◆ DIRECTIONS FOR THIS TASK ◆
Copy out exactly the lines from the one containing "bird wing in the picture above." to the last line of the records below, both included, and leave out any pictures.

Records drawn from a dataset

┌────────

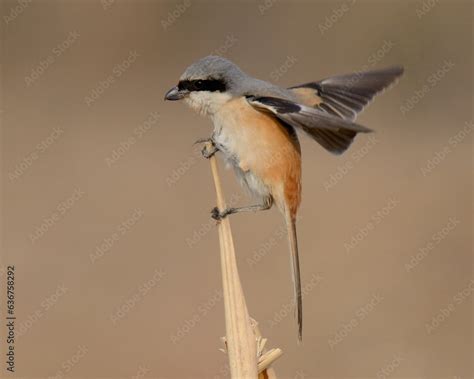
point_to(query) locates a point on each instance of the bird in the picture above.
(255, 125)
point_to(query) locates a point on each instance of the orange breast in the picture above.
(265, 147)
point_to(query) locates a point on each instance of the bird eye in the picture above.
(199, 84)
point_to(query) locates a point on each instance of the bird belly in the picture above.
(264, 155)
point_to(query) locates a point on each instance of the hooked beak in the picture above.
(175, 94)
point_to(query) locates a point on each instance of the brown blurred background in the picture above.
(105, 201)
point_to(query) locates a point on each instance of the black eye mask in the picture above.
(211, 85)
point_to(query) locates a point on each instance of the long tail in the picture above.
(295, 265)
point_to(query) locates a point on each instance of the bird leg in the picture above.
(209, 148)
(216, 215)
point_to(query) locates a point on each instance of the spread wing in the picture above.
(345, 96)
(333, 133)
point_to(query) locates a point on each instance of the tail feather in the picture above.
(295, 264)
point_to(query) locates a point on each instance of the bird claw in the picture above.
(218, 216)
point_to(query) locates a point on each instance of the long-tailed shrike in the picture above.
(254, 127)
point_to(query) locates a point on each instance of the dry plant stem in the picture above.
(241, 340)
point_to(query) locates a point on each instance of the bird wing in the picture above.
(345, 96)
(333, 133)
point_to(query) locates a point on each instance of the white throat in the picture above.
(207, 103)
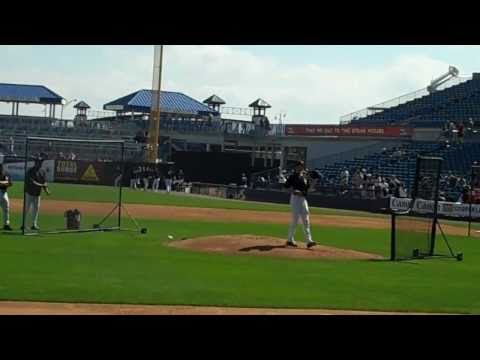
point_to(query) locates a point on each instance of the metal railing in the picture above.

└────────

◆ TASK ANSWER ◆
point_to(query) locates a point on each instance of the bird wing in the picture above.
(345, 96)
(333, 133)
point_to(query) locates a point on each instance of the white throat in the picture above.
(207, 103)
point_to(query) locates a point on each instance of the metal railing in the picture above.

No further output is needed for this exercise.